Population growth model to solve for various things

1.This exercise uses the population growth model.

A certain culture of the bacterium Rhodobacter sphaeroides initially

has 45 bacteria
and is observed to double

every 6 hours.

(a) Find an exponential model n(t) = n₀2^t/a for the number of bacteria in the culture after t hours.

(b) Estimate the number of bacteria after 14 hours. (Round your answer to the nearest whole number.)

(c) After how many hours will the bacteria count reach 1 million? (Round your answer to one decimal place.)

2.This exercise uses the population growth model.

A certain species of bird was introduced in a certain county 25 years ago. Biologists observe that the population doubles every 10 years, and now the population is 26,000.

(a) What was the initial size of the bird population? (Round your answer to the nearest whole number.)

(b) Estimate the bird population 3 years from now. (Round your answer to the nearest whole number.)

3. This exercise uses the radioactive decay model.

The half-life of cesium-137 is 30 years. Suppose we have a 12-g sample.

(a) Find a function m(t) = m₀2^−t/h that models the mass remaining after t years.

(b) Find a function m(t) = m₀e^−rt that models the mass remaining after t years. (Round your r value to four decimal places.)

(c) How much of the sample will remain after 78 years? (Round your answer to one decimal place.)

d) After how many years will only 4 g of the sample remain? (Round your answer to the nearest whole number.)

**Extracted entries:**

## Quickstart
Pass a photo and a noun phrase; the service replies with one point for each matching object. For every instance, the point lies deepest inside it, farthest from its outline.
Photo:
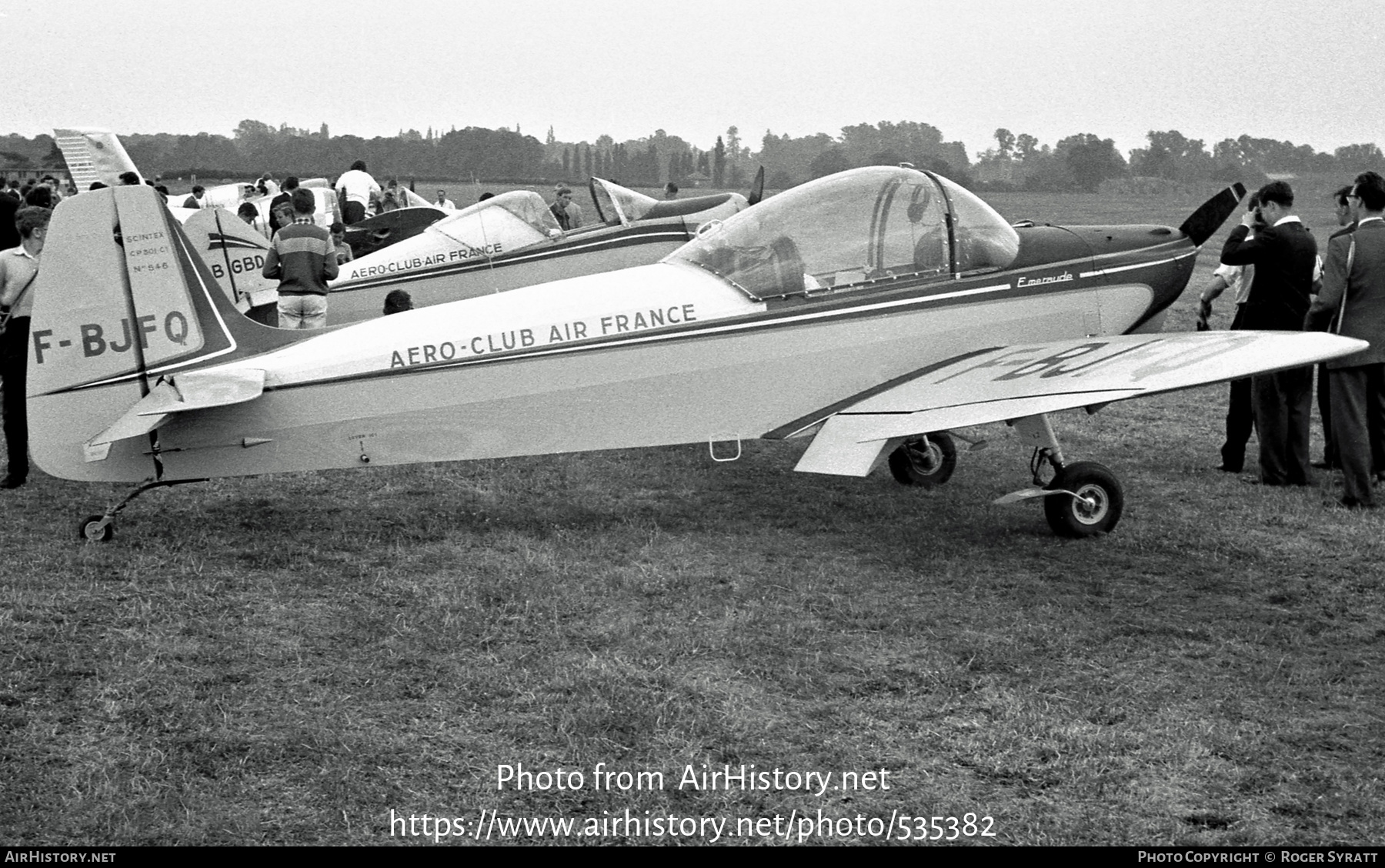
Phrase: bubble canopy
(852, 230)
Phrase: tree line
(1080, 162)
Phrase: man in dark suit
(1347, 220)
(1284, 256)
(1353, 301)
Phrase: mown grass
(287, 659)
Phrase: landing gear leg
(102, 528)
(1083, 499)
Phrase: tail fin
(235, 252)
(95, 155)
(756, 187)
(121, 299)
(1211, 215)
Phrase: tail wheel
(96, 529)
(924, 461)
(1094, 504)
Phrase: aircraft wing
(1010, 382)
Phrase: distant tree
(829, 162)
(1359, 158)
(1090, 159)
(886, 158)
(1004, 142)
(249, 131)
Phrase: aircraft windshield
(619, 204)
(521, 215)
(852, 229)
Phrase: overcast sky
(1273, 68)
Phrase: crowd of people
(1280, 282)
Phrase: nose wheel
(926, 461)
(1082, 500)
(1086, 500)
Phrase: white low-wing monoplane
(512, 240)
(872, 310)
(96, 154)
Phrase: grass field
(291, 659)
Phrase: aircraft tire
(93, 530)
(928, 468)
(1099, 509)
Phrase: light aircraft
(97, 155)
(870, 310)
(512, 240)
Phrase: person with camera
(1284, 255)
(1240, 416)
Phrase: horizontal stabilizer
(202, 389)
(190, 391)
(1017, 381)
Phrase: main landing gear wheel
(1094, 504)
(96, 529)
(926, 461)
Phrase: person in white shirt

**Goal of the exercise:**
Please copy the part of the population growth exercises that runs from "(b) Find a function" up to and including "years? (Round your answer to one decimal place.)", matching the original word for word.

**Solved problem:**
(b) Find a function m(t) = m₀e^−rt that models the mass remaining after t years. (Round your r value to four decimal places.)

(c) How much of the sample will remain after 78 years? (Round your answer to one decimal place.)